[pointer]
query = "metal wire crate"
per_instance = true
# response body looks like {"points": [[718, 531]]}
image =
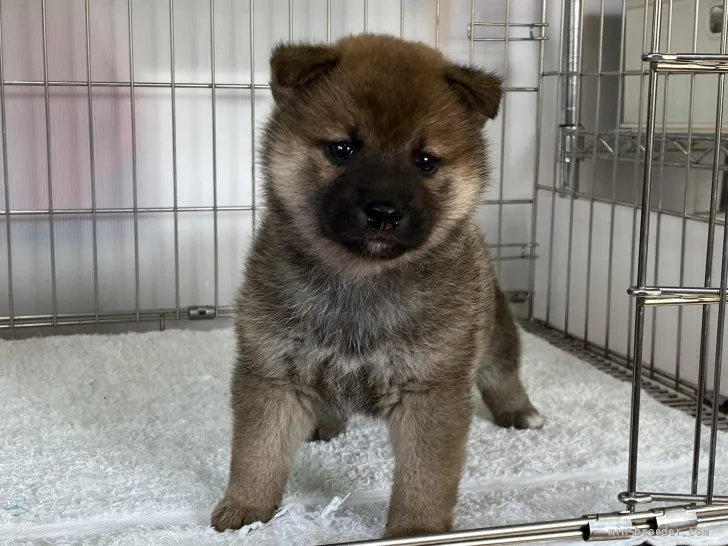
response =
{"points": [[129, 134]]}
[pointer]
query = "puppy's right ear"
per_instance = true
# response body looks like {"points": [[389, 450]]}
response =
{"points": [[293, 67]]}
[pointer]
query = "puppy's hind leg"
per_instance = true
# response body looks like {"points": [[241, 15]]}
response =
{"points": [[498, 378], [329, 425]]}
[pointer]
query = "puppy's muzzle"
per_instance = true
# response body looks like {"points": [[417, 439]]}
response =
{"points": [[382, 215]]}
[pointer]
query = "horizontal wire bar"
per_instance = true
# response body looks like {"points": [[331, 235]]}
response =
{"points": [[550, 530], [178, 85], [219, 208], [554, 73], [519, 25], [117, 317], [675, 295], [707, 58], [619, 202], [140, 210], [162, 85], [680, 497]]}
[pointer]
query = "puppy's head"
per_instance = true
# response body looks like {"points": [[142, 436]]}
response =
{"points": [[375, 149]]}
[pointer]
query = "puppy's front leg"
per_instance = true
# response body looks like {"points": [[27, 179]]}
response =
{"points": [[270, 420], [428, 432]]}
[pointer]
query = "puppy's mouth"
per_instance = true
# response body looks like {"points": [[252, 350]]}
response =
{"points": [[378, 247]]}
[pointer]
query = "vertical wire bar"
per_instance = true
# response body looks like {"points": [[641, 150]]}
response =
{"points": [[600, 54], [642, 261], [472, 32], [6, 178], [658, 224], [615, 164], [213, 80], [705, 330], [633, 254], [724, 268], [557, 164], [683, 235], [503, 134], [174, 157], [536, 172], [134, 170], [49, 160], [92, 161], [401, 18], [254, 186], [573, 186]]}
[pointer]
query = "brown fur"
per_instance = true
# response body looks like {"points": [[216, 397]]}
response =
{"points": [[324, 332]]}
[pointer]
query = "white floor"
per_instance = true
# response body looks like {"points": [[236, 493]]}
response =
{"points": [[124, 440]]}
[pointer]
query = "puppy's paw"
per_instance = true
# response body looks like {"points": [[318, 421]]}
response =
{"points": [[233, 514], [521, 419]]}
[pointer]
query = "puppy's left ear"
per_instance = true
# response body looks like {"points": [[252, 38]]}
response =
{"points": [[294, 67], [480, 90]]}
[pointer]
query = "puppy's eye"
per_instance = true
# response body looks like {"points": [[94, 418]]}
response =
{"points": [[339, 151], [426, 163]]}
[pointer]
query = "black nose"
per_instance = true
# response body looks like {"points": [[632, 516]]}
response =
{"points": [[383, 215]]}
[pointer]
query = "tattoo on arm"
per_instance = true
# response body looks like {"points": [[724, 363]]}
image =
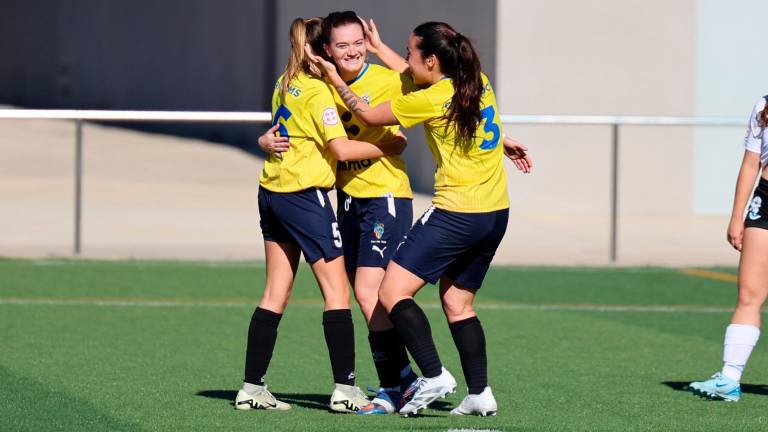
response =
{"points": [[353, 102]]}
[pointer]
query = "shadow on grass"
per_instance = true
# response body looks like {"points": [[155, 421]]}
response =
{"points": [[760, 389], [304, 400]]}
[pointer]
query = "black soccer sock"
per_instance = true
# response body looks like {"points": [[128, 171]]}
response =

## EXERCISE GOAL
A single number is required: the count of lines in the data above that include the string "black".

## EXERCISE OUTPUT
2